Document extract →
We have an l-step, a c-step, an l-step and another c-step. All following
steps will be also c-steps.}\label{fig:Intervals}
\end{minipage}
\end{center}\end{figure}

\begin{Def}
\label{Def:Intervals}
Let $\th_0\in\Theta$ be given.
Start with $J_0=[0,1)$. Let $J_{k-1}=[\th^l_k,\th^r_k)$
and define $d_k=\th^r_k-\th^l_k=2^{-k+1}$.
Then $I_k,J_k\subset J_{k-1}$ are constructed
from $J_{k-1}$ according to the following rules.
\bqa
\label{eq:Interval1}
\th_0\in[\th^l_k,\th^l_k+\mbox{$\frac{3}{8}$}d_k) & \Rightarrow &
J_k=[\th^l_k,\th^l_k+\mbox{$\frac{1}{2}$}d_k),\
I_k=[\th^l_k+\mbox{$\frac{1}{2}$}d_k,\th^r_k),\\
\label{eq:Interval2}
\th_0\in[\th^l_k+\mbox{$\frac{3}{8}$}d_k,\th^l_k+\mbox{$\frac{5}{8}$}d_k)

Collected material →
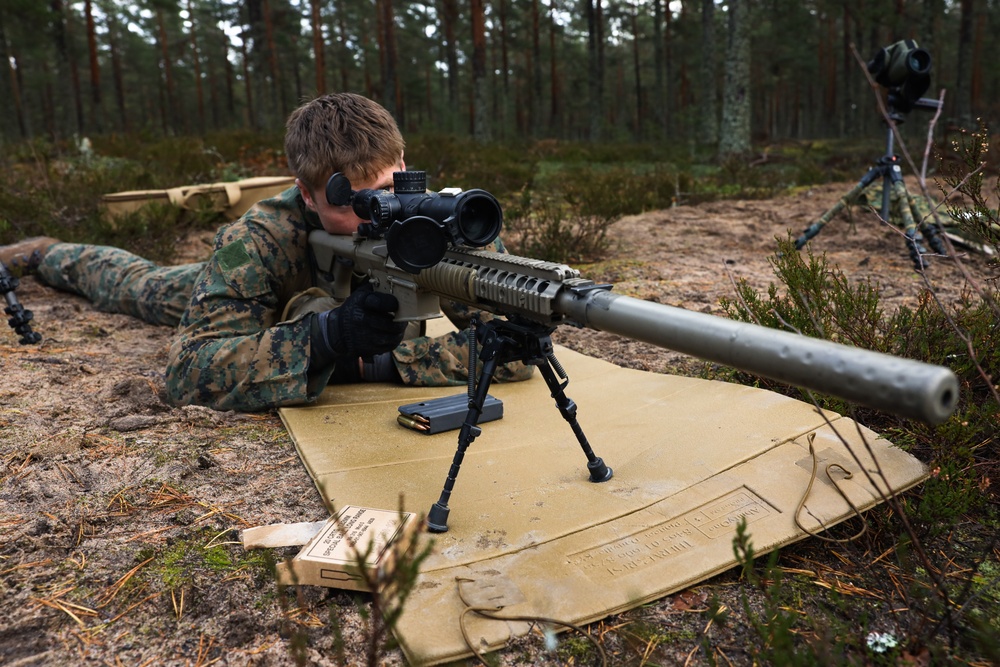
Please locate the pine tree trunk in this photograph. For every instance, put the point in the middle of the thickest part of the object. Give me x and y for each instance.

Exercise details → Can you reproduce the LaTeX excerpt on interval construction word for word, between "We have an l-step, a" and "the following rules.", inclusive?

Task response →
We have an l-step, a c-step, an l-step and another c-step. All following
steps will be also c-steps.}\label{fig:Intervals}
\end{minipage}
\end{center}\end{figure}

\begin{Def}
\label{Def:Intervals}
Let $\th_0\in\Theta$ be given.
Start with $J_0=[0,1)$. Let $J_{k-1}=[\th^l_k,\th^r_k)$
and define $d_k=\th^r_k-\th^l_k=2^{-k+1}$.
Then $I_k,J_k\subset J_{k-1}$ are constructed
from $J_{k-1}$ according to the following rules.